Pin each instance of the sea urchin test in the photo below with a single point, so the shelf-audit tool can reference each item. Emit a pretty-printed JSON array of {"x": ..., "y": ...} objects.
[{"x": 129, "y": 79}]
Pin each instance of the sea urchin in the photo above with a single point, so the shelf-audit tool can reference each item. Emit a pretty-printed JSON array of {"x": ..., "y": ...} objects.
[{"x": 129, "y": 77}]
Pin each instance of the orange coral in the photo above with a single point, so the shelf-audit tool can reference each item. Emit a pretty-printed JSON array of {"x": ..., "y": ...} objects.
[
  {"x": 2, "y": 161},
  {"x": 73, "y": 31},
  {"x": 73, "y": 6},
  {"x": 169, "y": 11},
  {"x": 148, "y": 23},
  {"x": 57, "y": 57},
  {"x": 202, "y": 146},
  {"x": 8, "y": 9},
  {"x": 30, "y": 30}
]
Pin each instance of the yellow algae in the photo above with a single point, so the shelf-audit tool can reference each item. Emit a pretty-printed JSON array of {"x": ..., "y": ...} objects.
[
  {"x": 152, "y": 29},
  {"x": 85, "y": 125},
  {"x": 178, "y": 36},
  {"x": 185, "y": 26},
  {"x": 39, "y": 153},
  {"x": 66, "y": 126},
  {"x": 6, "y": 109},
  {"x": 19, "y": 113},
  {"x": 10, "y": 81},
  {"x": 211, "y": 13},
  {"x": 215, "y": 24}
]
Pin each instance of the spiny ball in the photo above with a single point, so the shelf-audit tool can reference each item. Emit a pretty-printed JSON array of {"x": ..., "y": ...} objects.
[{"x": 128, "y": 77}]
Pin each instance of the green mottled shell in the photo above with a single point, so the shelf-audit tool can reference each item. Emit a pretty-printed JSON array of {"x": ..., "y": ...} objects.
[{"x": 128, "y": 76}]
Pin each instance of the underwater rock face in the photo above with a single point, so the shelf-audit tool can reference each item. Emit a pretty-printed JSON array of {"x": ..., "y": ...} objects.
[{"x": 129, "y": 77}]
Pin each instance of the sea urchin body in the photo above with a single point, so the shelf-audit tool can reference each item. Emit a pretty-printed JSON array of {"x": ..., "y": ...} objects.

•••••

■ WORK INSTRUCTIONS ■
Starting at the line containing "Pin each instance of the yellow" and ending at the last line of the rows above, render those lines as a JSON list of strings, one string per line, with blank lines left out.

■ THE REPLY ■
[
  "Pin each instance of the yellow algae in the photo above with a single point, so the shelf-audit tool can reference each item. Emit a pretty-printed JSON array of {\"x\": ..., \"y\": ...} objects.",
  "[",
  "  {\"x\": 152, \"y\": 29},",
  "  {\"x\": 85, \"y\": 125},",
  "  {\"x\": 178, \"y\": 36},",
  "  {\"x\": 185, \"y\": 26},",
  "  {\"x\": 39, \"y\": 153},",
  "  {\"x\": 66, \"y\": 126},",
  "  {\"x\": 6, \"y\": 109},",
  "  {\"x\": 19, \"y\": 113},",
  "  {\"x\": 10, \"y\": 81},",
  "  {\"x\": 211, \"y\": 13},",
  "  {\"x\": 215, \"y\": 24}",
  "]",
  "Pin each instance of the spiny ball in the photo above with a single point, so the shelf-audit tool can reference each item. Emit a pretty-printed JSON array of {\"x\": ..., \"y\": ...} objects.",
  "[{\"x\": 128, \"y\": 77}]",
  "Pin each instance of the green mottled shell in the photo above with a single point, so the shelf-audit tool can reference each item. Emit a pretty-printed JSON array of {\"x\": ..., \"y\": ...} objects.",
  "[{\"x\": 128, \"y\": 76}]",
  "Pin each instance of the underwater rock face in the photo above with a single point, so the shelf-audit tool can reference each item. Emit a pretty-printed JSON array of {\"x\": ..., \"y\": ...} objects.",
  "[{\"x\": 129, \"y\": 77}]",
  "Pin each instance of the sea urchin body in the photo above with a single point, so the shelf-audit tool can reference each item. Emit a pretty-printed JSON array of {\"x\": ..., \"y\": ...} objects."
]